(EXTRACT TO READ):
━━━
Inspiration
When writing important documents, it's routine nowadays to use language tools such as Grammarly to proactively chase down and fix grammatical and thematic issues in our work. But no tool out there is capable of deep, expert-level analysis of our documents on a factual and logical level. Large language models are certainly capable of dissecting complicated bodies of text in smaller quantities, but zero-shot attempts to derive precise feedback is often limited as your deliverables and reference scale. What if we can employ LLMs to analyze our work in parallel, as we write?
What it does
Our platform serves as a document editor that, in a manner similar to Grammarly, will proactively identify logical discrepancies in your written work as you produce them. Users can first upload a corpus of supporting resources such as lecture notes, research articles, or any text-based resources of direct relevance to their writing. We'll extract the semantic relationships across your resources and merge them into a global knowledge graph - your deliverables are then scanned and systematically compared to validate the key assumptions and claims made in your current work.
How we built it
We created a GraphRAG-like pipeline to ingest documents based on information about the project, the user's deliverables, and domain-specific knowledge. The resource graph is accumulated by incrementally ingesting new resources and merging them into the global graph.
In parallel, we parse your main document as you edit within it to extract the key claims being made. When your main document is scanned, these claims are then cross-referenced with the information extracted from the global graph in order to corroborate or contradict them. The built-in text editor will then refer you to any contradictions and notable results from the comparison.
Challenges we ran into
Given the time constraints, we could not leverage vector embedding models or semantic search (i.e. vanilla RAG) as we would have hoped in our overall pipeline. Furthermore, a majority of our graph creation, processing, and revisions are made using granular LLM API calls which each performs a small, isolated task. Unfortunately due to rate limits, we had to constrain how parallel we could make our editor given our subscription tier.
━━━
(INPUT DATA):
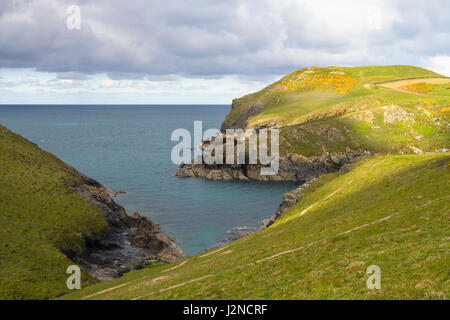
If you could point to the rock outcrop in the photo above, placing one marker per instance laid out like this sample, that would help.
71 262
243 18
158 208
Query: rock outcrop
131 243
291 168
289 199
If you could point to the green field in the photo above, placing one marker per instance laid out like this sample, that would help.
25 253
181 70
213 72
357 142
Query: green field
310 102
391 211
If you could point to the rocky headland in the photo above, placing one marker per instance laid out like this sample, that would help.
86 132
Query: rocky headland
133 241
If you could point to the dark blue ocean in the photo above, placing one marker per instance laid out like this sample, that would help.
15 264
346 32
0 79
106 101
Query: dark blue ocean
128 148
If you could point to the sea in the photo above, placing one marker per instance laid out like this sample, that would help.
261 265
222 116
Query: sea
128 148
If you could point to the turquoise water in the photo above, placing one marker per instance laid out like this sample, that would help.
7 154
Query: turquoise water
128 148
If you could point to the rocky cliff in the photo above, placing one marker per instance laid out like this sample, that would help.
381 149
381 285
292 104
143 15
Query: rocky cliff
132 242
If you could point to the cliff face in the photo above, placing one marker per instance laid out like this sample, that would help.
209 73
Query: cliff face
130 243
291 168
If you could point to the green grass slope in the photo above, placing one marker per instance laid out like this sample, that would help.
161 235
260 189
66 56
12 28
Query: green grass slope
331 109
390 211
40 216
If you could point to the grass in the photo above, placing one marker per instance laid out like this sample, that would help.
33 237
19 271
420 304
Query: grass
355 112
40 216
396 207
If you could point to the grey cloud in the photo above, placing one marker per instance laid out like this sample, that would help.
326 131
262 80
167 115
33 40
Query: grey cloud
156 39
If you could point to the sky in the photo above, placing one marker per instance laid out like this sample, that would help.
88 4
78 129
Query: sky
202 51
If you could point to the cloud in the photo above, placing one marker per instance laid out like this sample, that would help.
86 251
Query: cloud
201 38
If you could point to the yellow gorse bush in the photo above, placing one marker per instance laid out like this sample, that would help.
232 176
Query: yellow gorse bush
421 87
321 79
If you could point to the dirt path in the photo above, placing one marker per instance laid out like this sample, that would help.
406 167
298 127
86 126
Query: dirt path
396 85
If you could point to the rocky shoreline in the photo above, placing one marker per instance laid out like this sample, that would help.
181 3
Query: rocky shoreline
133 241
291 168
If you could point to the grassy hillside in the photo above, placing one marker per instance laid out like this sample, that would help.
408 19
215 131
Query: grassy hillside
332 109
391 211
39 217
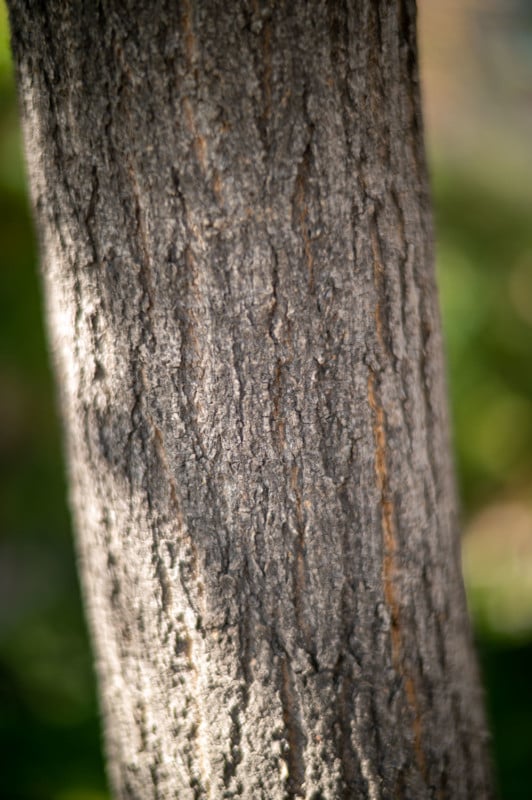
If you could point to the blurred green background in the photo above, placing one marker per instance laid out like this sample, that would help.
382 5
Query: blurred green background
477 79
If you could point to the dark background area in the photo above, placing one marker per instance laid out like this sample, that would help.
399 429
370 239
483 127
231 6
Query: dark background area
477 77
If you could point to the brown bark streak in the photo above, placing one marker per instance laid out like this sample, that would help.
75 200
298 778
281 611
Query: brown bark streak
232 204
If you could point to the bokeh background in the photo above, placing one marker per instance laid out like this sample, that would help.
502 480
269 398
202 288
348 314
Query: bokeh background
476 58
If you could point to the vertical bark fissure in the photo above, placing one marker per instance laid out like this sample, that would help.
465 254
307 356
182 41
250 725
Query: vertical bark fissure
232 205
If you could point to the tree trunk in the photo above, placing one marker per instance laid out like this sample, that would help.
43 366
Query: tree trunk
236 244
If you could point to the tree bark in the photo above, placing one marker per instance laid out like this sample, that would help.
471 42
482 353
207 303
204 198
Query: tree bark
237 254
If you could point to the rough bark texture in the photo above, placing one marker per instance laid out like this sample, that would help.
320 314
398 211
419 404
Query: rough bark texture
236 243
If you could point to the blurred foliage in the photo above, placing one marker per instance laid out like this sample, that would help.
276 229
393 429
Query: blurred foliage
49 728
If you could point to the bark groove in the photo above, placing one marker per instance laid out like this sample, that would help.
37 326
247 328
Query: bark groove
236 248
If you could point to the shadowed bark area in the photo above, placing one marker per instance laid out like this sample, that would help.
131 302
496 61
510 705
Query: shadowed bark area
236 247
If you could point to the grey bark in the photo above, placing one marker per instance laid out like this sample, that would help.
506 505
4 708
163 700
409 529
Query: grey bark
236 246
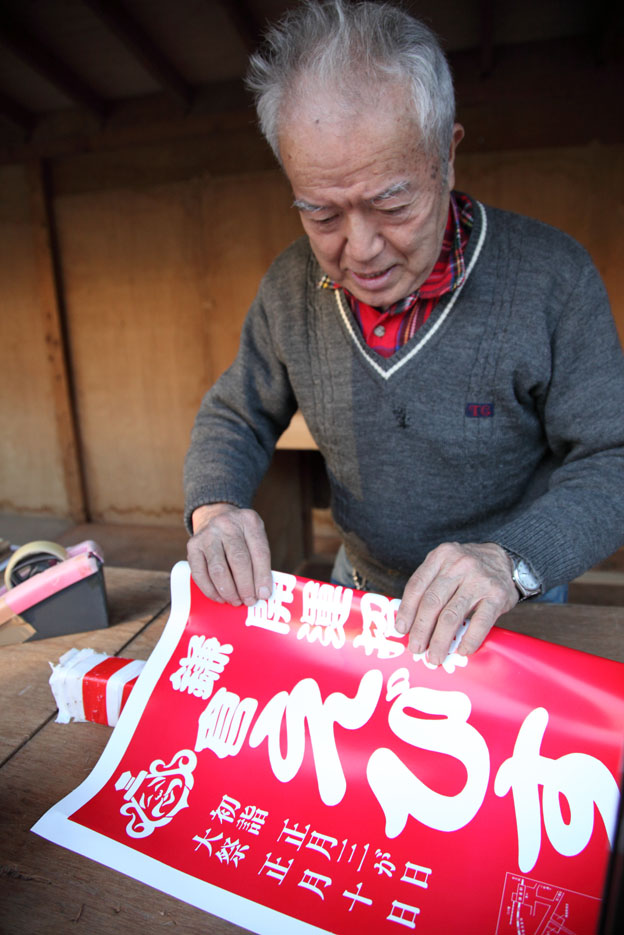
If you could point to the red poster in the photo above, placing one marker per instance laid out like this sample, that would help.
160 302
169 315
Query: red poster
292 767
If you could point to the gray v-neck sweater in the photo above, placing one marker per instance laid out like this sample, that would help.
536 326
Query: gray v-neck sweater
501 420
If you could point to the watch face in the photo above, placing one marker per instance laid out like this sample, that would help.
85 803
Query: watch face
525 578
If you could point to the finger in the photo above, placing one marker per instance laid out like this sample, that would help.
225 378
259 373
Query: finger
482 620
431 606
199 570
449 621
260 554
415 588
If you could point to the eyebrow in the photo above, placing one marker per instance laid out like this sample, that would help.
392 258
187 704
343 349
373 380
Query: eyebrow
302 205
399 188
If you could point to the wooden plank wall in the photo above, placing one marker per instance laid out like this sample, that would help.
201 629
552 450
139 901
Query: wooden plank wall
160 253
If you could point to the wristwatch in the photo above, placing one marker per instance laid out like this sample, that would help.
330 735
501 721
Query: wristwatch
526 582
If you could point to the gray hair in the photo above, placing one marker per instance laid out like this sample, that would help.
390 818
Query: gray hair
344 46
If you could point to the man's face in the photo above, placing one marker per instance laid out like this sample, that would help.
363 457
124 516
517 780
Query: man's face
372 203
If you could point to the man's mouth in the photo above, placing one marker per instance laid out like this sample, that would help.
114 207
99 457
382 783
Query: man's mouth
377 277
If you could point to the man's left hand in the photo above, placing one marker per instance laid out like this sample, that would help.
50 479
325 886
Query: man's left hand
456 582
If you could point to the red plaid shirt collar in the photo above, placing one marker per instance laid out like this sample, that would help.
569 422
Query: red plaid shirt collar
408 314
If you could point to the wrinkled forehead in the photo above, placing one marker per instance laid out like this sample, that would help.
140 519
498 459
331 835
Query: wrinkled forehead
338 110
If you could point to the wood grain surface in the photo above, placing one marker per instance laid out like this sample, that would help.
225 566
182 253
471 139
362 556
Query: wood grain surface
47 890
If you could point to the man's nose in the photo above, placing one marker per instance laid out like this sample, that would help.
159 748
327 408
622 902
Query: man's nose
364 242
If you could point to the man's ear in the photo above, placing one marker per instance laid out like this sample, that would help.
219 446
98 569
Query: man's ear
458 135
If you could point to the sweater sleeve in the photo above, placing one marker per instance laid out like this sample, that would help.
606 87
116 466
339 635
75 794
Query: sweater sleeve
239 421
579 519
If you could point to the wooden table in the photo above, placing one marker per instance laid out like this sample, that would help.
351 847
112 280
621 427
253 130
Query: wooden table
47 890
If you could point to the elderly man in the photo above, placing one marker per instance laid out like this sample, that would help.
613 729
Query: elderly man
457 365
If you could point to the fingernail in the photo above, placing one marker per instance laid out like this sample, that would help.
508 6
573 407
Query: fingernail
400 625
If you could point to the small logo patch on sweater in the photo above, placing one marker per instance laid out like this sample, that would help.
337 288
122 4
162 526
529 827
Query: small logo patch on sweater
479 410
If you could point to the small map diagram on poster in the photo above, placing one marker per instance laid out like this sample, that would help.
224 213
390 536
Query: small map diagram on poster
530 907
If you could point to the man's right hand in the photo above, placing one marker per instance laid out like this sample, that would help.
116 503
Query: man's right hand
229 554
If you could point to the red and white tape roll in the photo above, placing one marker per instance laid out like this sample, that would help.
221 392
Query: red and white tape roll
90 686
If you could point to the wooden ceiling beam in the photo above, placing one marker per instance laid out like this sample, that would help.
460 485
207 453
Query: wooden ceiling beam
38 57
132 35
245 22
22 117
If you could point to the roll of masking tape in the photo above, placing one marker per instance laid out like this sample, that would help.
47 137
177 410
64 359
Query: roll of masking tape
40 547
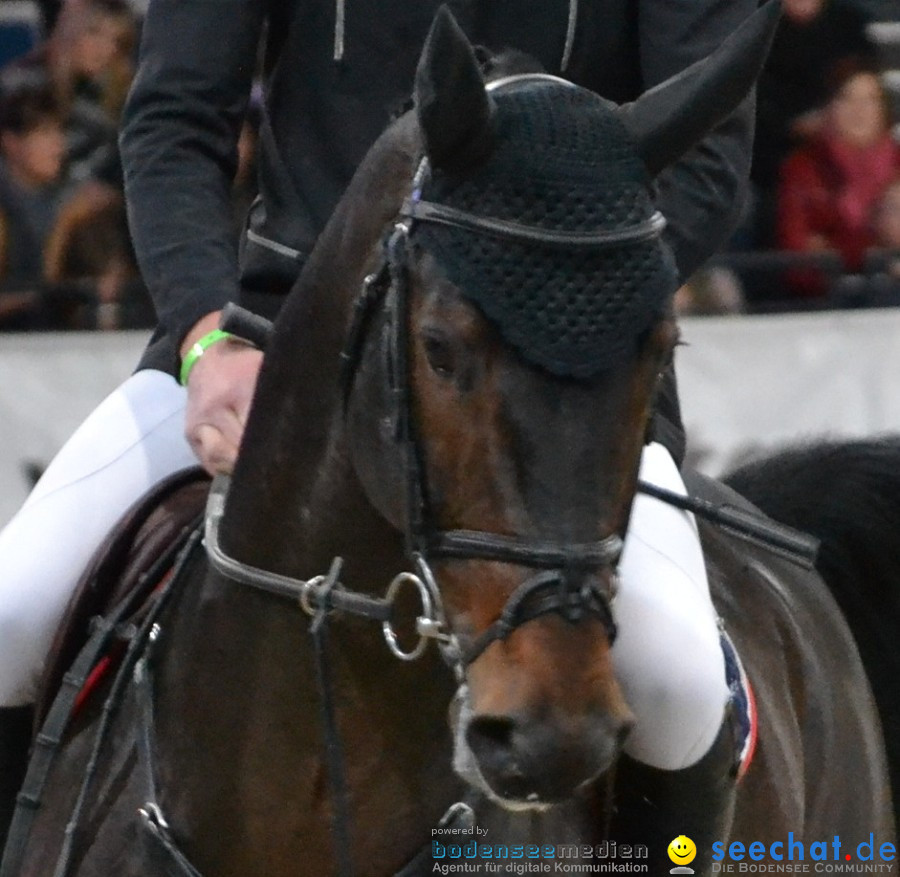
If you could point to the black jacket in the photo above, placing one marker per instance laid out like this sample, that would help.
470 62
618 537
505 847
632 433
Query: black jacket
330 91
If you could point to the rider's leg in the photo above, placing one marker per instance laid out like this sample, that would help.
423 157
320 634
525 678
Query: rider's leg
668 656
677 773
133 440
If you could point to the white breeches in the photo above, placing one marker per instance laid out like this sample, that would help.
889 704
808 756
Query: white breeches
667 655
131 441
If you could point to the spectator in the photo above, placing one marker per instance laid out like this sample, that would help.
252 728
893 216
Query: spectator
━━━
(WORK REQUIRED):
Answer these questions from the project write-up:
(a) What examples of supporting resources does the project write-up say users can upload?
(b) What kind of pipeline did the team create to ingest documents?
(c) What forced the team to limit how parallel the editor could be?

(EXERCISE OUTPUT):
(a) Lecture notes, research articles, or any text-based resources of direct relevance to their writing.
(b) A GraphRAG-like pipeline.
(c) Rate limits, given their subscription tier.